**Work to be completed:**
In the excerpt about CNET's advertising, copy word for word the stretch from "Speaking of CNET" through "distinguish from content.".

**Page excerpt:**
******

It seems like users — both novice and experienced — have been conditioned to expect things to be in certain places on a web site. Turns out, the web site we expect is designed an awful lot like CNET circa 1996.

Speaking of CNET circa 1996, here's one of several spins on those giant ads:
[snip]
In an attempt to be trendsetters ourselves, CNET has opted to change its formula for presenting advertising. Most of the standards for Internet advertising haven't changed since 1996. We felt it was time they did.

The first thing you'll probably notice is that the ad is bigger and it takes up more space on the page. Is this a sign that CNET is selling out and doesn't care about content? Actually, it's a sign that CNET wants to more clearly delineate the difference between content and advertising.

Instead of a banner and a host of small ads clogging the page, now there's just one big ad. It makes more of a branding impact for the company which is advertising on our site, and it is also easier to distinguish from content.

******

**Information shown:**

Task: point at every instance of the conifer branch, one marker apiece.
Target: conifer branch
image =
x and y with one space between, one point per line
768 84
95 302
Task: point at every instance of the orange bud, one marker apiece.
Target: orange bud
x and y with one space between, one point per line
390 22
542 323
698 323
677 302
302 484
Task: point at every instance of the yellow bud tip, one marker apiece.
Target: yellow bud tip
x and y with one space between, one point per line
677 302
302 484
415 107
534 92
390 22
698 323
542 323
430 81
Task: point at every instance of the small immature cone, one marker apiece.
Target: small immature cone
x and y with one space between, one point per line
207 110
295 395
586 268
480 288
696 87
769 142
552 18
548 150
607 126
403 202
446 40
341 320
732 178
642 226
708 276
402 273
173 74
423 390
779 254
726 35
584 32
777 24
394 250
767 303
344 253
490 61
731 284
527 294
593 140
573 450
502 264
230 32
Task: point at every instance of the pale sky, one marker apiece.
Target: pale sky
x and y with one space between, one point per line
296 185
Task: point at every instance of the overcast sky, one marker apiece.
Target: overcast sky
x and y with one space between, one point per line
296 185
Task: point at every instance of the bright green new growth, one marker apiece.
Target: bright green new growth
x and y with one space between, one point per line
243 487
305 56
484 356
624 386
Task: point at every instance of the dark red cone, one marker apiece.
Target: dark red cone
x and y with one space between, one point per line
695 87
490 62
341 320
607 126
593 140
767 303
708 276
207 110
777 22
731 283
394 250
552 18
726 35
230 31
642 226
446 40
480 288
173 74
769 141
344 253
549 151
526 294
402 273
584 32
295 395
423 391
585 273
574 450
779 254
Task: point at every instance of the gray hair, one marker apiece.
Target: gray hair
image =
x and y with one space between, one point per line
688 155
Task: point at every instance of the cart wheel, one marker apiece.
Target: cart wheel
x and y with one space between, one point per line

******

**Solution to this task:**
Speaking of CNET circa 1996, here's one of several spins on those giant ads:
[snip]
In an attempt to be trendsetters ourselves, CNET has opted to change its formula for presenting advertising. Most of the standards for Internet advertising haven't changed since 1996. We felt it was time they did.

The first thing you'll probably notice is that the ad is bigger and it takes up more space on the page. Is this a sign that CNET is selling out and doesn't care about content? Actually, it's a sign that CNET wants to more clearly delineate the difference between content and advertising.

Instead of a banner and a host of small ads clogging the page, now there's just one big ad. It makes more of a branding impact for the company which is advertising on our site, and it is also easier to distinguish from content.